Start of Extract provided

Rinzin Wangchuk 

Bhutanese women living in remote villages could expect early detection of cervical cancer with the arrival of mobile medical equipment and a medical van provided by the government of Japan under “the Grant Assistance for Grassroots Projects (GGP)” yesterday.

In March this year, the Japanese government through its Embassy in New Delhi provided USD 86,712 (Yen 9.36 million) to Bhutan Cancer Society (BCS), a non-governmental organization, to procure a vehicle and cancer detection equipment. The grant was meant to help BCS with advocating early detection and providing support services to cancer patients in the country.

The GGP project was inaugurated and handed over the medical equipment by the representative from Japanese Embassy in New Delhi, Minister (economic and development) Hokugo Kyoko, in Thimphu yesterday. “We hope that this project will improve access to medical services in remote areas where cervical cancer screening has been difficult to reach,” she said.

“The government of Japan hopes that this project will contribute towards reducing the mortality rate in Bhutan,” Hokugo Kyoko said.

End of Extract provided
Start of Stored data

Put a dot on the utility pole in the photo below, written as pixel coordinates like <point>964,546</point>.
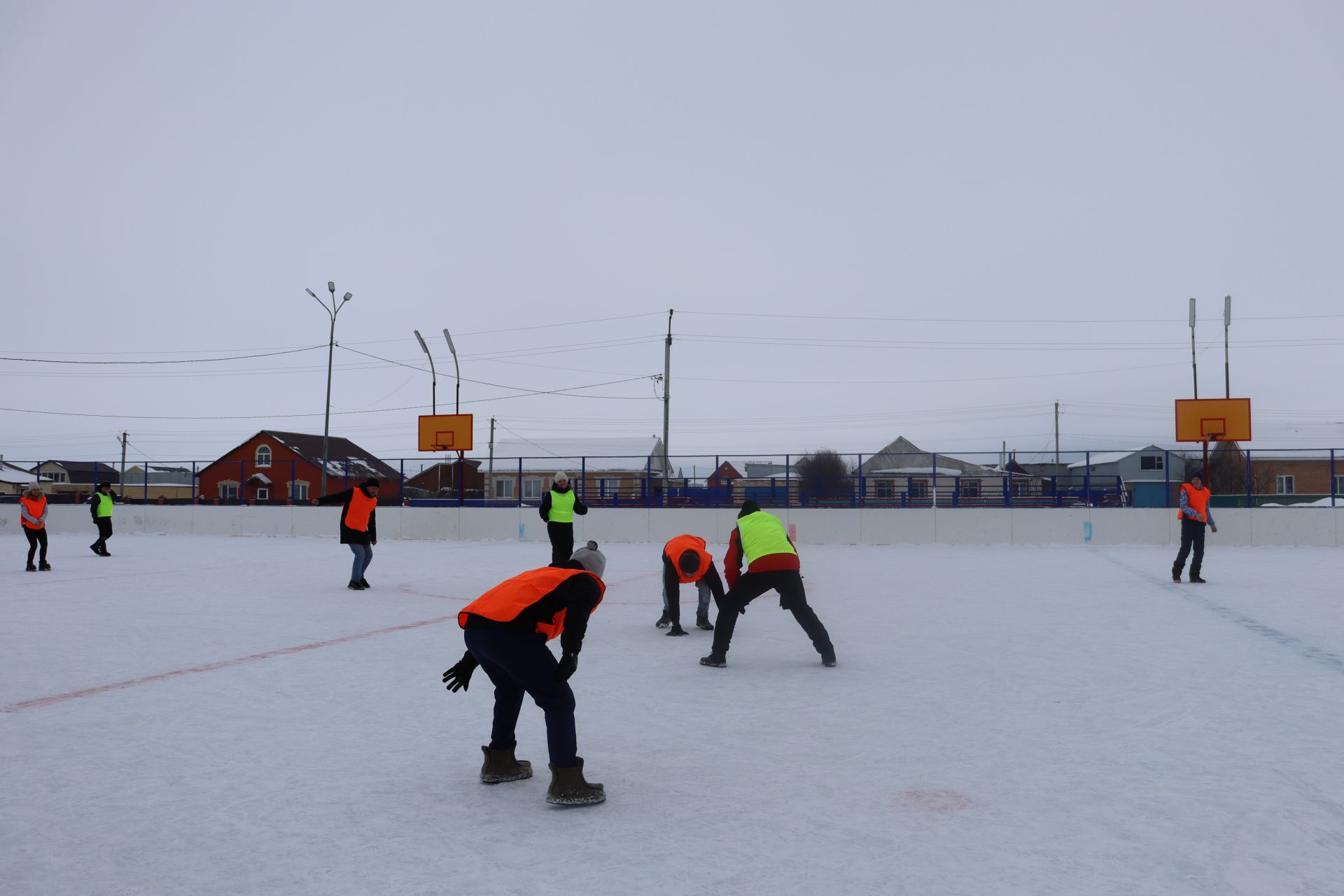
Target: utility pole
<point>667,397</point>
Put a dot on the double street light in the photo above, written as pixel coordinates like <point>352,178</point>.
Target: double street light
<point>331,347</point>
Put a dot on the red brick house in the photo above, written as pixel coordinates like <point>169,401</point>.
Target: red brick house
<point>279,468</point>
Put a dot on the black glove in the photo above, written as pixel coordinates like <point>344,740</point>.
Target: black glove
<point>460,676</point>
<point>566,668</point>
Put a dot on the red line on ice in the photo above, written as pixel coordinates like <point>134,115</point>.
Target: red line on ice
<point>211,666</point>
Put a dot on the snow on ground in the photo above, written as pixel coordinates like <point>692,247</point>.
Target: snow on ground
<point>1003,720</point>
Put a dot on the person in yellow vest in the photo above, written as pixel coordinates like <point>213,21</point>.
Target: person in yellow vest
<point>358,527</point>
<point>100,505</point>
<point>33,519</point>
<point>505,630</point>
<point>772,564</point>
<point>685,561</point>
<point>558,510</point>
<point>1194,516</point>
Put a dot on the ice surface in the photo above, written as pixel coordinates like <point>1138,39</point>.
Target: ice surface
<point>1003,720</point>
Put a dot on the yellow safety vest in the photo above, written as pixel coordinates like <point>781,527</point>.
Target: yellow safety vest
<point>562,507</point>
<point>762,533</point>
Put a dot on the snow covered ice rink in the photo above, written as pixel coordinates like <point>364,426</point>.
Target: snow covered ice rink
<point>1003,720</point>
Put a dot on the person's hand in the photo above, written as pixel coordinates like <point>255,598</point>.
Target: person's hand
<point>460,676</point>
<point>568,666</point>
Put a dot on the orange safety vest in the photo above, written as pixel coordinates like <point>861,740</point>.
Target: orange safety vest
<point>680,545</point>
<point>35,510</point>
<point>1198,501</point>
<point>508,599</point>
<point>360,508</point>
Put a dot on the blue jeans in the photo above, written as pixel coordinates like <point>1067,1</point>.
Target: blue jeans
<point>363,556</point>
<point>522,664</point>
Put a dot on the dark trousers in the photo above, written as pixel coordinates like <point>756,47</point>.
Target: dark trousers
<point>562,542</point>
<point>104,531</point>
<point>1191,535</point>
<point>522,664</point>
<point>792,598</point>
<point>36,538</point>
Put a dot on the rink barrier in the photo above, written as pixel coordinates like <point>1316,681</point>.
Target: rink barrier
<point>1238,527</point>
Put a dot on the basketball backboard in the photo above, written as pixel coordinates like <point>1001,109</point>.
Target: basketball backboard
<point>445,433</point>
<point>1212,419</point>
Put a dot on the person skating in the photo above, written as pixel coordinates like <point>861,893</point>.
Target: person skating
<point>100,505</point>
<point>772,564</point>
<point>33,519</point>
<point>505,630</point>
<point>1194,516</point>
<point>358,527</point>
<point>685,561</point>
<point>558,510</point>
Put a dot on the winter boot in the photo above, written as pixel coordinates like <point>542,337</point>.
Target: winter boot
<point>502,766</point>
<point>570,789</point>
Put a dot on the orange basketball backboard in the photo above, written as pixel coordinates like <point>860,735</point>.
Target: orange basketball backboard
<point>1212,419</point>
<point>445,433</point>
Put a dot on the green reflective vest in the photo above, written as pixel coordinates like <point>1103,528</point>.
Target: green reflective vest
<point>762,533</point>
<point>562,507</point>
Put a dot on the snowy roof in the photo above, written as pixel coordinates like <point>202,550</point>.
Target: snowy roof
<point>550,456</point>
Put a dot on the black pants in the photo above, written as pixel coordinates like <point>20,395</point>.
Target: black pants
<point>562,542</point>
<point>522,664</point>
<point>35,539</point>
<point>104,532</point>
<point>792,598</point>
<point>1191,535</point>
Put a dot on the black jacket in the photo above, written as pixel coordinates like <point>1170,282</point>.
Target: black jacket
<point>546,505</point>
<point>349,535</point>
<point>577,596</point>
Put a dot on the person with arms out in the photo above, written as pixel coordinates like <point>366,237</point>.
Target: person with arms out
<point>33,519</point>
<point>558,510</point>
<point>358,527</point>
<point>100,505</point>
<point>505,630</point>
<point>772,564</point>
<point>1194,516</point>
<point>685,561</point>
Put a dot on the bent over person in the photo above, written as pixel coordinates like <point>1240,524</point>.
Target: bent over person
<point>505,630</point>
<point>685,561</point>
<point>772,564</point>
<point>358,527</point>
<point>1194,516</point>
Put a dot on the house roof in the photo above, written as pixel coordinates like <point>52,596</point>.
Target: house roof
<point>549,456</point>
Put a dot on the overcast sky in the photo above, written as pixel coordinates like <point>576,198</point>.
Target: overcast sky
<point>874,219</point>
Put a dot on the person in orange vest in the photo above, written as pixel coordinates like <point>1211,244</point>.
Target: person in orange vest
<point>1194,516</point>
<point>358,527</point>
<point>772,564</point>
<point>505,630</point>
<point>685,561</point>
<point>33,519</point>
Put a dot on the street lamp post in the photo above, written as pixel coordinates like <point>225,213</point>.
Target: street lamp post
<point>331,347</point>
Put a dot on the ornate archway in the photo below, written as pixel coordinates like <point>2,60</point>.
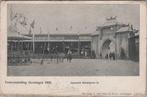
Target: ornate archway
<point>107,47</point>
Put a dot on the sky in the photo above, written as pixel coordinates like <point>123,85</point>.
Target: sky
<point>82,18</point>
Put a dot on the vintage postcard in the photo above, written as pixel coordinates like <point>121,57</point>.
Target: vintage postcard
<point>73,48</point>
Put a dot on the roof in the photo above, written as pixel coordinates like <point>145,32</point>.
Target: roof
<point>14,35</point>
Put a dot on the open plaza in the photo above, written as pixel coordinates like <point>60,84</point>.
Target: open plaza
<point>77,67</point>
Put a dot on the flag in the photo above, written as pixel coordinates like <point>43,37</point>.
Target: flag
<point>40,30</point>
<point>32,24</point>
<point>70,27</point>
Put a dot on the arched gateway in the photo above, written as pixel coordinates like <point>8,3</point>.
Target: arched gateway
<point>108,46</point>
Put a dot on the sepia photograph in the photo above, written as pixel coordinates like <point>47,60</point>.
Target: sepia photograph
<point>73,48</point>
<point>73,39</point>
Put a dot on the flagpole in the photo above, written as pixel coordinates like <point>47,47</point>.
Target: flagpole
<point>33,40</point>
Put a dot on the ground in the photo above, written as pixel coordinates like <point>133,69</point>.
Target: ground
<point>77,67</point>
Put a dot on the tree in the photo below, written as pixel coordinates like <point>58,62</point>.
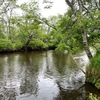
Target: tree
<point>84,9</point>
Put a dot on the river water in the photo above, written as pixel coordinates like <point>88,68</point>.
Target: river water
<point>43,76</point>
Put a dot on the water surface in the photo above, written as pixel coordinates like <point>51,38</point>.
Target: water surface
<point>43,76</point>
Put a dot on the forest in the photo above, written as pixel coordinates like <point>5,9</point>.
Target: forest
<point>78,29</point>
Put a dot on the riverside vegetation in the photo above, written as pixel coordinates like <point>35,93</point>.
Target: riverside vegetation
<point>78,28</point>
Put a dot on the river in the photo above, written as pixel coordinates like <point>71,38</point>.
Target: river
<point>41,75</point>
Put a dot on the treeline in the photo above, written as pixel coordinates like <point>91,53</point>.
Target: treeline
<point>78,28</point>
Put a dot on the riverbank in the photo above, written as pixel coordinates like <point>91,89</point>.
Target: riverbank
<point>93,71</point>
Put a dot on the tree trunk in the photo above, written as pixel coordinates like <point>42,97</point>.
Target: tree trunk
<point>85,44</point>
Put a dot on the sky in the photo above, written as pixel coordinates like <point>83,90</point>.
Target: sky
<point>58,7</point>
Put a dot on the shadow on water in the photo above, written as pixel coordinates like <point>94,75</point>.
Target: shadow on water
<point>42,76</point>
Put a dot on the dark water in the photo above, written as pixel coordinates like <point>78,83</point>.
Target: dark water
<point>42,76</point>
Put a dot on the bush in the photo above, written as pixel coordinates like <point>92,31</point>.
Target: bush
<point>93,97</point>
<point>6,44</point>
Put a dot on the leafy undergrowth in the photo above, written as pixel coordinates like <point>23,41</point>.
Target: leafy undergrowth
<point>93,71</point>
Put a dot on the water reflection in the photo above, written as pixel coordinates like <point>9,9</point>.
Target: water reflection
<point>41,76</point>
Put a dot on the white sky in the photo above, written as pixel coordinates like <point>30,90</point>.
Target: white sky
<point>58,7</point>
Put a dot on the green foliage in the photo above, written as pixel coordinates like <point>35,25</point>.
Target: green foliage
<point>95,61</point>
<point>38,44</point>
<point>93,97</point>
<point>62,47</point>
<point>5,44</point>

End of Stored data
Start of Stored data

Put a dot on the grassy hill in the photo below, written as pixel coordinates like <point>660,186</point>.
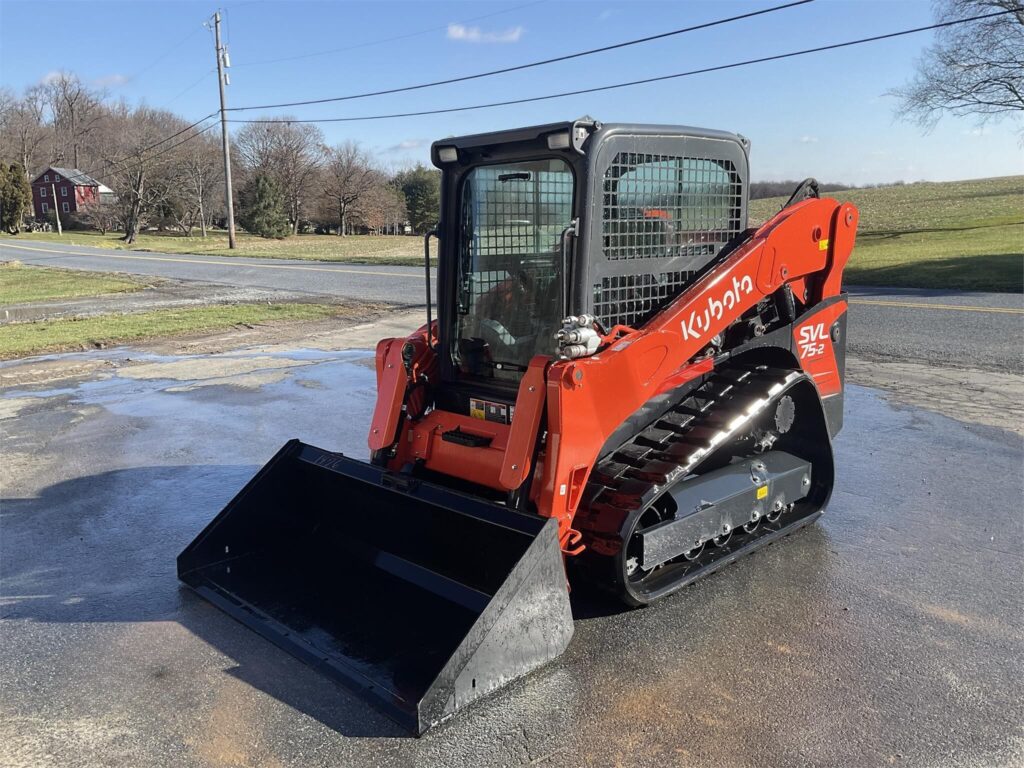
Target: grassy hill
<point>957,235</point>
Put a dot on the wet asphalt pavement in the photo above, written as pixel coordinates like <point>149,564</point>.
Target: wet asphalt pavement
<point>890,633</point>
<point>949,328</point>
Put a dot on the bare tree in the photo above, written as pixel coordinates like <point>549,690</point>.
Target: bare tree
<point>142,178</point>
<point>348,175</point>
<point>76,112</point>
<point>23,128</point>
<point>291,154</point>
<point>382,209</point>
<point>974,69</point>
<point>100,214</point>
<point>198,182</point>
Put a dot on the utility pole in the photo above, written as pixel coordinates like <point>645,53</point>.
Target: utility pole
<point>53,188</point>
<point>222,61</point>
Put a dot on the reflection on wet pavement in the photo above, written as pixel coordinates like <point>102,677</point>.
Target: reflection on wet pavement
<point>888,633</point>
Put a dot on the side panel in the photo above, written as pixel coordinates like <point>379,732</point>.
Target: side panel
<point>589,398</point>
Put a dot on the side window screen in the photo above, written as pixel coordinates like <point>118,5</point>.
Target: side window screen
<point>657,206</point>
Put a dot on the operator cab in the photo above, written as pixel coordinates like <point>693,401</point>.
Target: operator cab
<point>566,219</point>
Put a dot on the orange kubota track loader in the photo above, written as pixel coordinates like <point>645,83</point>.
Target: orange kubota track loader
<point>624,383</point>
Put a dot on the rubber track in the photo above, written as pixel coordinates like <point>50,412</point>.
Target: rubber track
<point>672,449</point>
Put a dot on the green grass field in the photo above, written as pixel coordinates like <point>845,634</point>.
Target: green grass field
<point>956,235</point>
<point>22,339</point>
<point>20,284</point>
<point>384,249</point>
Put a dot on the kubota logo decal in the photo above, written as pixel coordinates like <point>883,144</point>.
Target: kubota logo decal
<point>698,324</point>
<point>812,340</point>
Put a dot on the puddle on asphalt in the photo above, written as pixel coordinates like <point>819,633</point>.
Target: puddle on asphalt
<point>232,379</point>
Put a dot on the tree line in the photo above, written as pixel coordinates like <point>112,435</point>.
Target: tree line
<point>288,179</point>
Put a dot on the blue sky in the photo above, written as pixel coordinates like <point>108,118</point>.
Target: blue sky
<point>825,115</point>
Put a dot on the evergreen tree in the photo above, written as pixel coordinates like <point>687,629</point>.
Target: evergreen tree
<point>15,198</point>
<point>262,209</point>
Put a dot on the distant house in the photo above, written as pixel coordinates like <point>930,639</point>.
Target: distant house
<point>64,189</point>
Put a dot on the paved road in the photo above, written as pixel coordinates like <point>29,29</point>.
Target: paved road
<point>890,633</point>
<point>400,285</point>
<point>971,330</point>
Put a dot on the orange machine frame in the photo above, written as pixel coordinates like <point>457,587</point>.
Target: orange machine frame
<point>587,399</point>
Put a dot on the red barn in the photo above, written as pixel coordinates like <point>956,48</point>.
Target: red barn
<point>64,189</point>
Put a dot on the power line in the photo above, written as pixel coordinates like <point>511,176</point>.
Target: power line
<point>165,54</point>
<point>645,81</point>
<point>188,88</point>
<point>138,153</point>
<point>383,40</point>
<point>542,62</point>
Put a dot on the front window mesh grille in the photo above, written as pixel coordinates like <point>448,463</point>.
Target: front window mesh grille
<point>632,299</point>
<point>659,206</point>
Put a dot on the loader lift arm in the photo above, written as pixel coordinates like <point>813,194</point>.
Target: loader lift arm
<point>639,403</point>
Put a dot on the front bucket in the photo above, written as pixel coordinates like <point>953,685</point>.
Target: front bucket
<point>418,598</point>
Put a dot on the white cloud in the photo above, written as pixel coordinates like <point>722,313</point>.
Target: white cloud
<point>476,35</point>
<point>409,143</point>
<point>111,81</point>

End of Stored data
Start of Stored data

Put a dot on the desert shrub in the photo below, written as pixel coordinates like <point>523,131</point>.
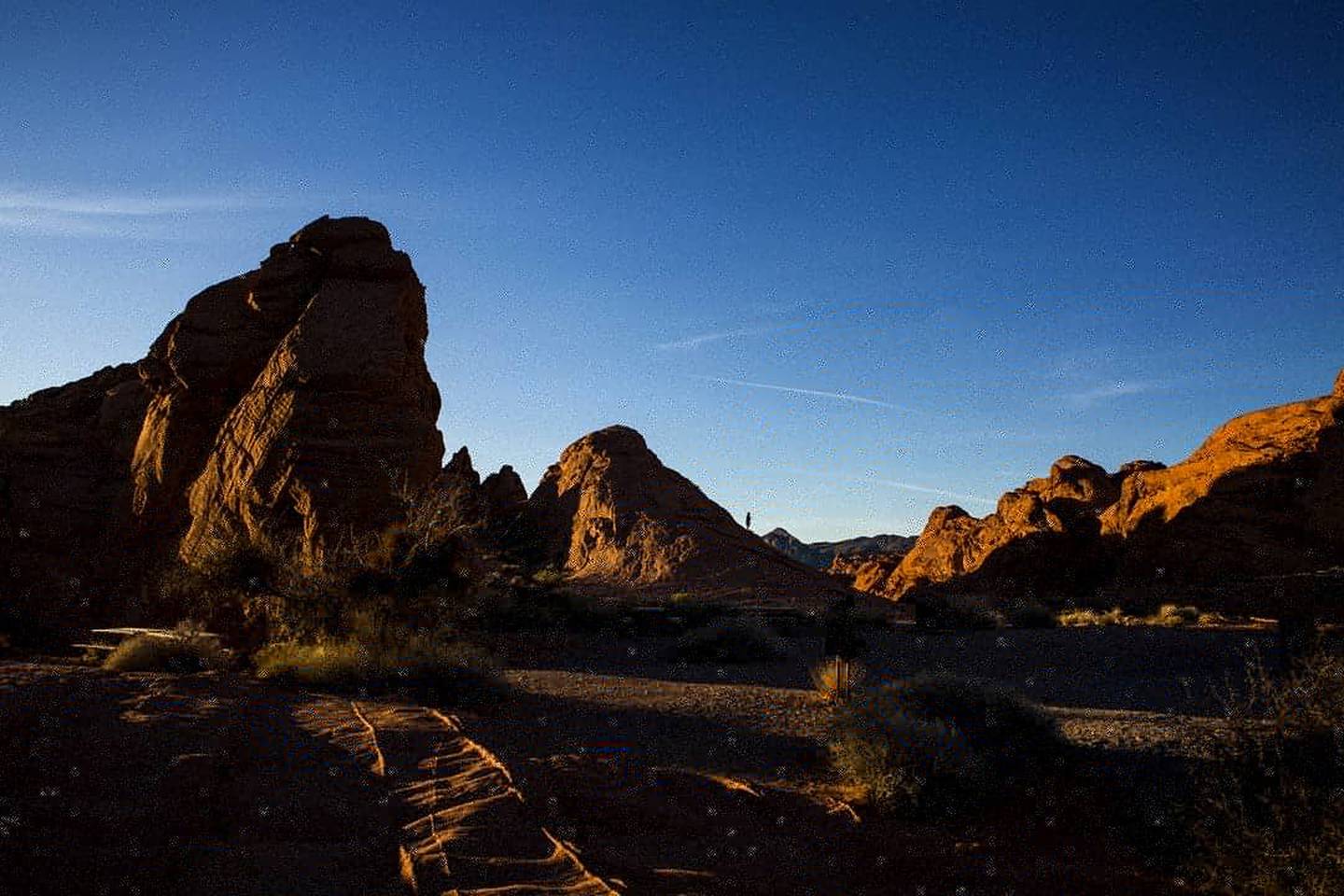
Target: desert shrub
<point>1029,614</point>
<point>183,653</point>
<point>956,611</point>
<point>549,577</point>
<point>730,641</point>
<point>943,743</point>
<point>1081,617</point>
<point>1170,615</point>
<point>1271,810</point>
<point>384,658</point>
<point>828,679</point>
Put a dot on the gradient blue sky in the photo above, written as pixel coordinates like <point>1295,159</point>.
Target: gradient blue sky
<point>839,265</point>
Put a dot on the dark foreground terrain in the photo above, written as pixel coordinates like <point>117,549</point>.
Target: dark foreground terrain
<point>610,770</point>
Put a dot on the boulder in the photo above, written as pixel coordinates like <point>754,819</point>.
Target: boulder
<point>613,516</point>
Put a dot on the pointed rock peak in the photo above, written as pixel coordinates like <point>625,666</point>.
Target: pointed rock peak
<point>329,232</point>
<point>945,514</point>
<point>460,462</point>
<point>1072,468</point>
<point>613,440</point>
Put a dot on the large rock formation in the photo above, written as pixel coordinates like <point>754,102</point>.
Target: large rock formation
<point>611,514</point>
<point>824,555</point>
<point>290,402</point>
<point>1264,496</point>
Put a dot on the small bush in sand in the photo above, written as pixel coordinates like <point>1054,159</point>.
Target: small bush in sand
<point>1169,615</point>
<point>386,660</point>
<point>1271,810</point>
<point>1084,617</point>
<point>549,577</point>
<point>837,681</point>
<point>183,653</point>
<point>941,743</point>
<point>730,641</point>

End of Stored data

Assignment 1: List every place name that appears in the news article about Japan's grant to the Bhutan Cancer Society.
Assignment 2:
Answer these questions from the news article about Japan's grant to the Bhutan Cancer Society.
(a) How many US dollars did the Japanese government provide?
(b) In which city was the project inaugurated?
(c) What title does Hokugo Kyoko hold?
Assignment 3: Continue the news article about Japan's grant for cervical cancer screening in Bhutan.

Answer 1: Japan, New Delhi, Bhutan, Thimphu

Answer 2:
(a) USD 86,712
(b) Thimphu
(c) Minister (economic and development) at the Japanese Embassy in New Delhi

Answer 3:
BCS’s Executive Director Sonam Yangchen said, “With the portable medical equipment like ultrasound, colposcopy and thermo-coagulation using the medical van, we will take service to the women in the far-flung areas for early detection of cervical cancer and encourage them for early treatment.”

As per the report published in December 2021 by UNFPA in Bhutan, cervical cancer is the most common cancer in Bhutanese women, with an estimated 20.5 cases per 100,000 women and 4.7 deaths per 100,000 women in 2019.  It was predicted that without any intervention, a total of 2,877 women will die from cervical cancer by 2070 and 5,810 by 2120 in Bhutan.

The report stated that a national cervical screening programme using Pap testing was established in 1999. However, screening participation rates have been low. In 2010, Bhutan rolled out a successful national HPV vaccination programme for girls aged 12 years, reaching over 90% coverage each year.

To reach the elimination targets, the report stated that Bhutan will need to maintain the current successful HPV vaccination programme, and will also need to ensure a high coverage cervical screening programme is implemented using a high-sensitivity test such as the HPV test.

Over the years, communities and organisations in Bhutan have greatly benefitted from the support provided by the Government of Japan under GGP.

Bhutan also received equipment support from Japan to combat the Covid-19 pandemic like portable ultrasound scanners, SUV-type ambulances and some medical equipment to help strengthen the public health and medical system in Bhutan.